> [Problem statement]:
Filter the records down to the lines that hold the word "with", and copy each of those lines.

> [Exercise input]:
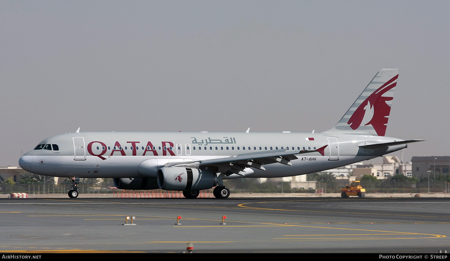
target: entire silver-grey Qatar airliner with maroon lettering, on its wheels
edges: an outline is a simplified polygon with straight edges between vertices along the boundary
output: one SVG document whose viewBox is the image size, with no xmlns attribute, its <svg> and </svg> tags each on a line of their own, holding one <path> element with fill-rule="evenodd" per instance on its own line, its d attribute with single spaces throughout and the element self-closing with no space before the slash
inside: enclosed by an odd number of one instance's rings
<svg viewBox="0 0 450 261">
<path fill-rule="evenodd" d="M 321 133 L 79 132 L 56 135 L 25 153 L 26 171 L 72 181 L 112 178 L 119 189 L 166 189 L 196 198 L 223 180 L 274 178 L 329 170 L 406 148 L 421 140 L 385 137 L 398 69 L 382 69 L 342 119 Z"/>
</svg>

> [Exercise answer]:
target: entire silver-grey Qatar airliner with maroon lettering, on its wheels
edges: an outline is a simplified polygon with straight edges between vertices along the boundary
output: one SVG document whose viewBox is the image size, with no xmlns attribute, its <svg> and </svg> tags each on a line of their own, holding one <path> element with fill-rule="evenodd" per instance on its own line, its d attribute with single spaces throughout and the element self-closing with no space before the slash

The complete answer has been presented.